What the task requires
Please reproduce all entries word for word, leaving every image behind.

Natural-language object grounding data

-.-.-

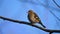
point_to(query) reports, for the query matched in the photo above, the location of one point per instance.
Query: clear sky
(17, 9)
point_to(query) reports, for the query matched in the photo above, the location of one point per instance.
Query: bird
(33, 18)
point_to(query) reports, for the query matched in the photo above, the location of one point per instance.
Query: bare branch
(27, 23)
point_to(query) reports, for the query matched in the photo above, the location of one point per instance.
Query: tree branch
(27, 23)
(56, 3)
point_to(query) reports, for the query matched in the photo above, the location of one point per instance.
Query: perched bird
(33, 18)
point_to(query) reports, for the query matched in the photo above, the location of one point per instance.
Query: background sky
(17, 9)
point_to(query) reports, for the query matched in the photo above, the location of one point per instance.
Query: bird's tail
(42, 24)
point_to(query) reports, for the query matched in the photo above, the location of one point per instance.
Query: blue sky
(17, 9)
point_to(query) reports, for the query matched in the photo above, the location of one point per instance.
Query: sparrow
(33, 18)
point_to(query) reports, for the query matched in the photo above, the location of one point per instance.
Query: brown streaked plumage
(33, 18)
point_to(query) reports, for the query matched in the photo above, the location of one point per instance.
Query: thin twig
(27, 23)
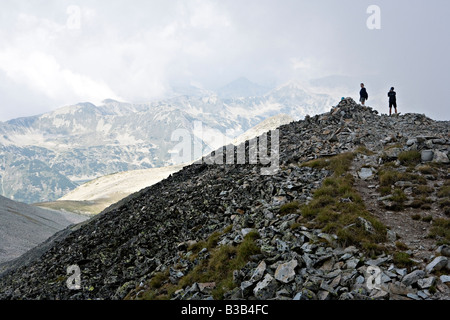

-.-.-

Task output
point_to(query) reports, for the query matched in the photo above, the location of one point per instance.
Query: clear sky
(17, 9)
point_to(query) reports, for the query matched in the photo above, the location of one point per instance.
Query: bird
(33, 18)
point_to(query) reports, for the query matched in the photo above, the location of one point per instance.
Query: bare branch
(27, 23)
point_to(query) reports, for the query matched in the photo above, the location of one point per instance.
Query: tree branch
(27, 23)
(56, 3)
point_to(query) reports, for the query matched in the photo above, the location of one point per instance.
Query: perched bird
(33, 18)
point_to(query) reports, for the query matched in the photo above, the location of one point per instance.
Query: background sky
(17, 9)
point_to(query) reports, for the query matched in the photo above, the location of one point per instance.
Query: bird's tail
(42, 24)
point_to(query) reports, for the query matched in the photo above, the location of one point per instance.
Query: blue sky
(17, 9)
point_to(query) reports, for the query matched in the photo above, the location of one point per instance.
Query: sparrow
(33, 18)
point_to(query) reports, for the query matched in the photo above, the location of one point per instance.
Query: brown streaked plumage
(33, 18)
point_to(query) reports, for the query matched in the photo above, the location of one point per instance.
Query: thin twig
(27, 23)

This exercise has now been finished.